WHAT YOU HAVE TO DO -> Rewrite every line below from the one that contains "Given the photo above, point to the stone" through the last line, multiplying each answer point coordinate by 0.25 and rounding it to a whole number (halves round up) while leaving all other numbers unchanged. Leave the pictures out.

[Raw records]

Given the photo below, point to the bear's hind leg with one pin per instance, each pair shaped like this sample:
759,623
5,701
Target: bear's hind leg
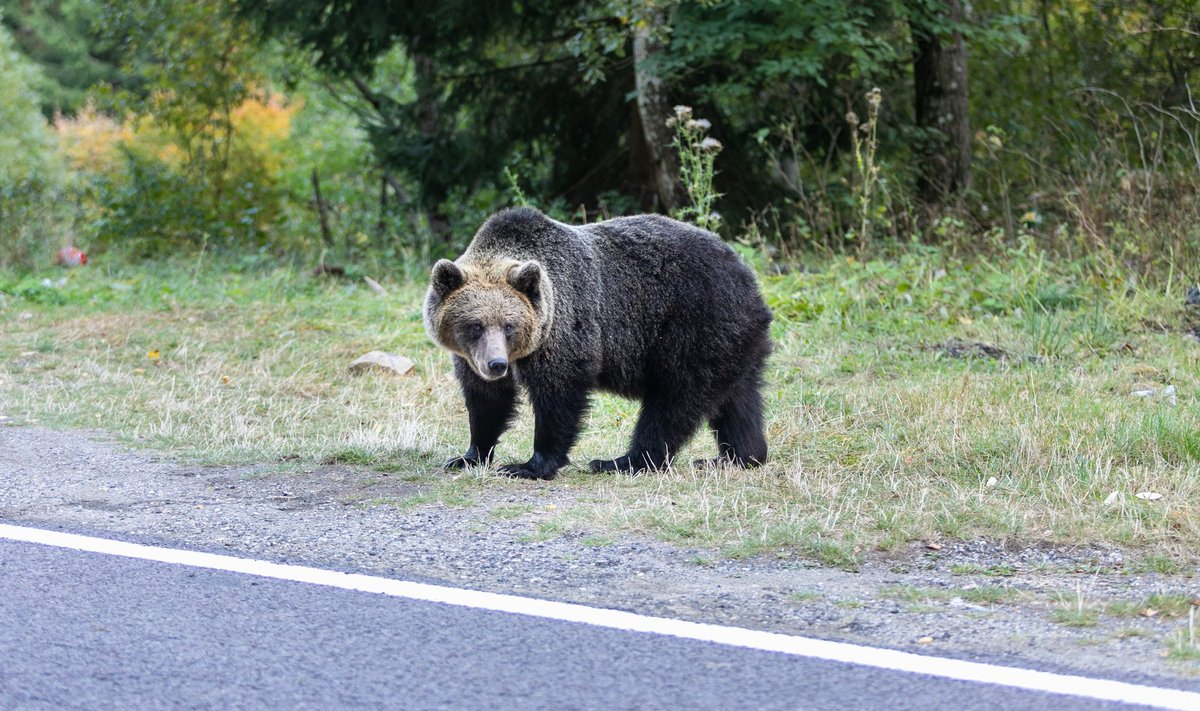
663,428
738,426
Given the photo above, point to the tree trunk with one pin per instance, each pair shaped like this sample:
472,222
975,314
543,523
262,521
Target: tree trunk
940,78
653,111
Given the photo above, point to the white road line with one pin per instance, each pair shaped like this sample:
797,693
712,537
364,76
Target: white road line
1009,676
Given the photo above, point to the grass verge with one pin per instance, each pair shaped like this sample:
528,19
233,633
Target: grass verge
918,398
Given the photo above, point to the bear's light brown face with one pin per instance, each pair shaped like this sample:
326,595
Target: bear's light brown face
485,314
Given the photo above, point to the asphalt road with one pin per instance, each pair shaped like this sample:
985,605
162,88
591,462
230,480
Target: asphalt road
91,631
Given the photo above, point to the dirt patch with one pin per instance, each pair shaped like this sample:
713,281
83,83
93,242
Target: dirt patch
978,598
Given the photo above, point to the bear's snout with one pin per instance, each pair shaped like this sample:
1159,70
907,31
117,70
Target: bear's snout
490,354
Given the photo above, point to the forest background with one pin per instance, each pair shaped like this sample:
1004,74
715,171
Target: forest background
382,133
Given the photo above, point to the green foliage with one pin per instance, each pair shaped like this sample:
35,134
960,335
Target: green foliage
697,167
30,177
61,37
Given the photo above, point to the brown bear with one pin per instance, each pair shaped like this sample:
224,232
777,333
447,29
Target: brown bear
642,306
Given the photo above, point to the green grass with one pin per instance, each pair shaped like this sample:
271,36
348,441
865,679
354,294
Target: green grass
919,398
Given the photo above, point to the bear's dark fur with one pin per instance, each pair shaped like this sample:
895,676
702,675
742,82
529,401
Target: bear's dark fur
643,306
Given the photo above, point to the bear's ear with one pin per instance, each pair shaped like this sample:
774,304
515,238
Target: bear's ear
447,276
526,278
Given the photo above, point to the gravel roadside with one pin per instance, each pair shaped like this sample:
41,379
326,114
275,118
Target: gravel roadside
915,599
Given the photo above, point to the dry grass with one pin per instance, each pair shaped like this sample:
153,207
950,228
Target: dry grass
881,432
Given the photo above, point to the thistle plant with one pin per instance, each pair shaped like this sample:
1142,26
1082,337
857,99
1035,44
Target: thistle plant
697,157
864,141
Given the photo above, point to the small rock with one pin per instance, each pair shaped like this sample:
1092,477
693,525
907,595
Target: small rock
1167,393
384,362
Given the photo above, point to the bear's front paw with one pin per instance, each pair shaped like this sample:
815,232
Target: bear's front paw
471,458
538,467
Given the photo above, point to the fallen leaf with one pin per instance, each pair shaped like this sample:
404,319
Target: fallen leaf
375,286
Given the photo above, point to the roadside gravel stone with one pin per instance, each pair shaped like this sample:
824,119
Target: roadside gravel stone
324,517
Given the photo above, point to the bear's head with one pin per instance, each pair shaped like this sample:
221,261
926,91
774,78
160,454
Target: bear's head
490,314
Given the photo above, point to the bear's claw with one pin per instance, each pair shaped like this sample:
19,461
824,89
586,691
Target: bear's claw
538,467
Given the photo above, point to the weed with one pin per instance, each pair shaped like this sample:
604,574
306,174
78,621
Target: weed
1185,645
1075,611
1168,605
511,512
988,595
545,531
803,596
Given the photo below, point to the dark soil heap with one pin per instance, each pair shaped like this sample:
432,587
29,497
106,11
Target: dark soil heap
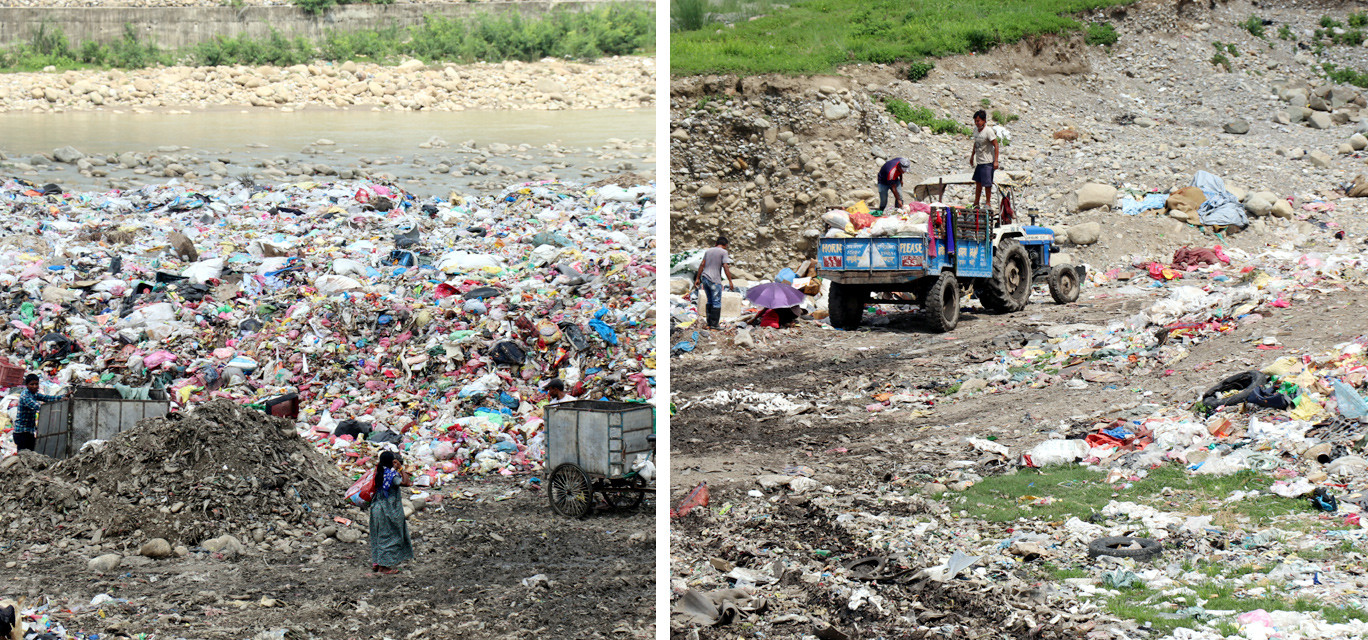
222,468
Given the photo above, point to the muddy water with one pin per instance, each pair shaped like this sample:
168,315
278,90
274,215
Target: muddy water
378,140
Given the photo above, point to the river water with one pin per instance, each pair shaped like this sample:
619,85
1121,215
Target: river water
587,142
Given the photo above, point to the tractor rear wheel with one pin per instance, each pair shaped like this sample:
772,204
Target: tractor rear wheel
943,304
1010,287
1063,283
846,304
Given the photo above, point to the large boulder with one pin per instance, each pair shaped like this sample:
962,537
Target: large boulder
1093,196
1085,233
1260,204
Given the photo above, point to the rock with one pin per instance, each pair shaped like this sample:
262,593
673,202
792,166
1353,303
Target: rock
226,544
1259,204
1282,208
156,547
1093,196
104,564
67,155
1085,234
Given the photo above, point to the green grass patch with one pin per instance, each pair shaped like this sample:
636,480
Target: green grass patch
925,118
1075,491
1101,33
818,36
1345,75
569,34
1149,607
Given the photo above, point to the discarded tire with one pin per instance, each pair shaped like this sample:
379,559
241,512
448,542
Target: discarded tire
1242,384
1116,547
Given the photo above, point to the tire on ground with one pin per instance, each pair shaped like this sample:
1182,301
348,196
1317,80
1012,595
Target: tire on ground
1108,546
943,304
1010,287
1063,283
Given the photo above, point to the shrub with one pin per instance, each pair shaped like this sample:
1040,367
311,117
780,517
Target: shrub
919,70
688,15
1101,33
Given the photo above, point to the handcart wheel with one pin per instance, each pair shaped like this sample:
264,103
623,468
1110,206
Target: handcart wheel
569,491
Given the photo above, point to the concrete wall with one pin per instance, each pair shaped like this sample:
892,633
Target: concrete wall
185,26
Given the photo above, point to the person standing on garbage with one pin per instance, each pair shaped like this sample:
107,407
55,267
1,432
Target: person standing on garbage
716,261
26,417
982,157
891,179
390,542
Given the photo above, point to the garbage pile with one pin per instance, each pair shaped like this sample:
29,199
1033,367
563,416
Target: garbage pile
423,324
220,468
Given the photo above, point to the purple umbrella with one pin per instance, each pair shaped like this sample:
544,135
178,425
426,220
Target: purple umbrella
774,296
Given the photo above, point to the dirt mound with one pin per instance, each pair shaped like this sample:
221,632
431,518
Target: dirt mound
188,476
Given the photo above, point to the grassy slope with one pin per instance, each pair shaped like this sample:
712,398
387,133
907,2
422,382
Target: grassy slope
817,36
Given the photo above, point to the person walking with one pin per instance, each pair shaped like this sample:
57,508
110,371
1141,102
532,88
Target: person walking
891,179
984,159
390,542
26,417
716,261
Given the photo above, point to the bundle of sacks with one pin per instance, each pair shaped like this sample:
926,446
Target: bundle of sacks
857,222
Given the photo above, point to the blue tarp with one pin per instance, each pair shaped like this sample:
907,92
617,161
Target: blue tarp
1220,207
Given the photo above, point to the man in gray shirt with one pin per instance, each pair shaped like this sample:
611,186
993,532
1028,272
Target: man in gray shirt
984,159
716,261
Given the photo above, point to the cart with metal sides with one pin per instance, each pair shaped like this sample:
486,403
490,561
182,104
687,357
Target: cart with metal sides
591,447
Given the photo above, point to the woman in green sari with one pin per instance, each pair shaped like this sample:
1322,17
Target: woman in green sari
390,542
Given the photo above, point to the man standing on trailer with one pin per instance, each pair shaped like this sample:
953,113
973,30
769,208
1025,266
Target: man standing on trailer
984,159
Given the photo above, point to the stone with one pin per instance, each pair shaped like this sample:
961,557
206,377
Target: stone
67,155
1259,204
1282,208
1085,234
1092,196
104,564
156,547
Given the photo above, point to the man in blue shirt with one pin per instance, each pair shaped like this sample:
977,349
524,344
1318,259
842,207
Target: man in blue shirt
26,419
891,179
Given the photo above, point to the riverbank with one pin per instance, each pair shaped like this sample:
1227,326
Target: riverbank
613,82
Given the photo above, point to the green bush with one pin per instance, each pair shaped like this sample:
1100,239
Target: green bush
924,118
688,15
1101,33
918,71
315,6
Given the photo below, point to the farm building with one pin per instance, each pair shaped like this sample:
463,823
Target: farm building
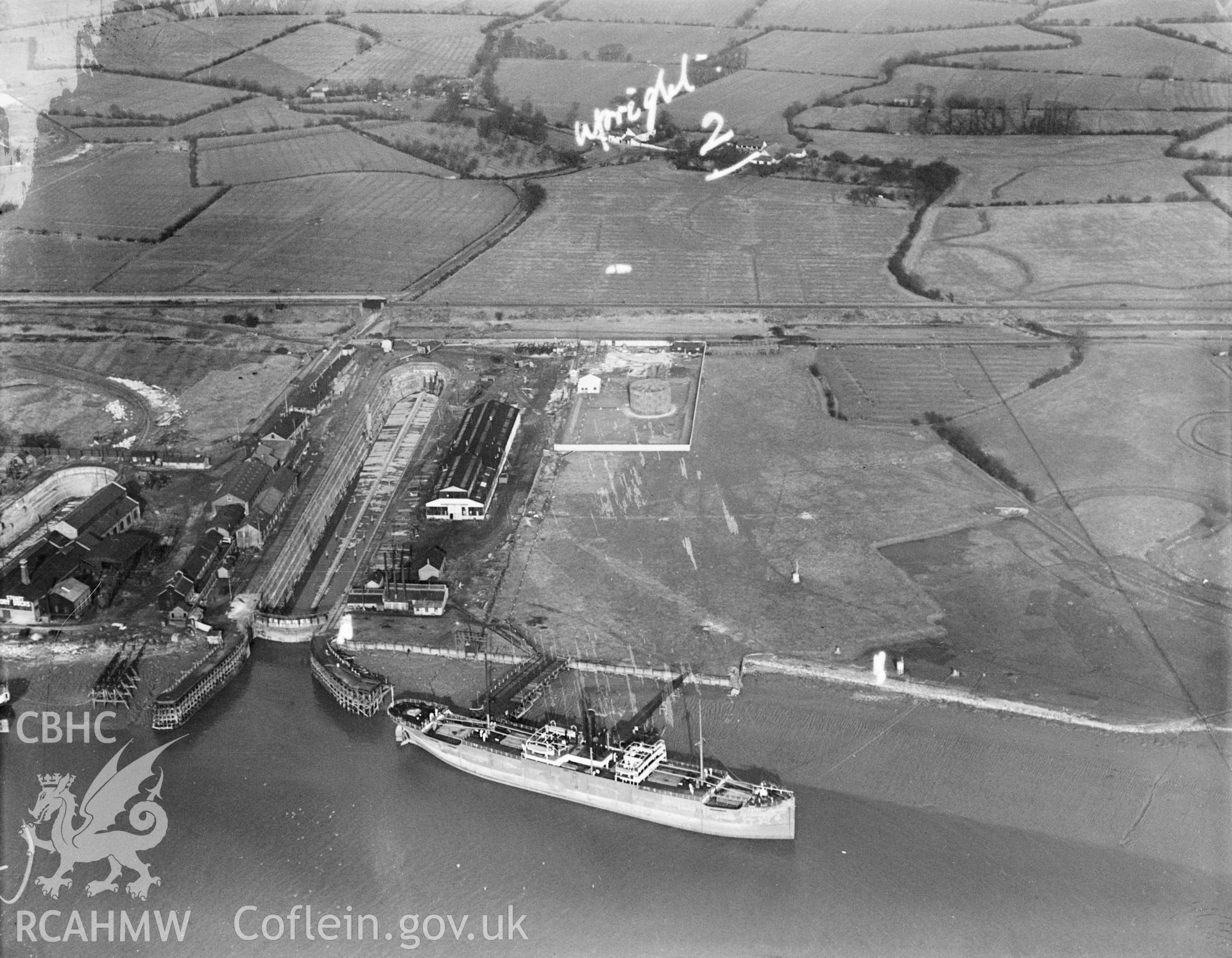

TASK RESULT ->
Given the photo above, point to the stone with one pin per instance, each pair shaped like this sample:
961,557
206,377
Target: stone
17,39
315,51
321,52
271,59
273,49
26,141
39,137
Given the photo above, point to the man in blue shirt with one pin per instance, each pair shaped like this sample:
977,349
524,344
1318,259
842,207
Target: man in blue shirt
7,105
223,45
Given the photo above, point to the riverbank with one pin per instance, each pair shaped like this sample:
1227,326
Target: riverbank
153,21
Given the photo above, point to the green bush with one pin per instance, each pair shaped like this sample:
1100,239
Target: green bush
231,30
172,4
275,8
230,18
79,2
Given the photo below, point to the farm building with one pin per instance, each pair shaped like this sample:
463,823
Target: farm building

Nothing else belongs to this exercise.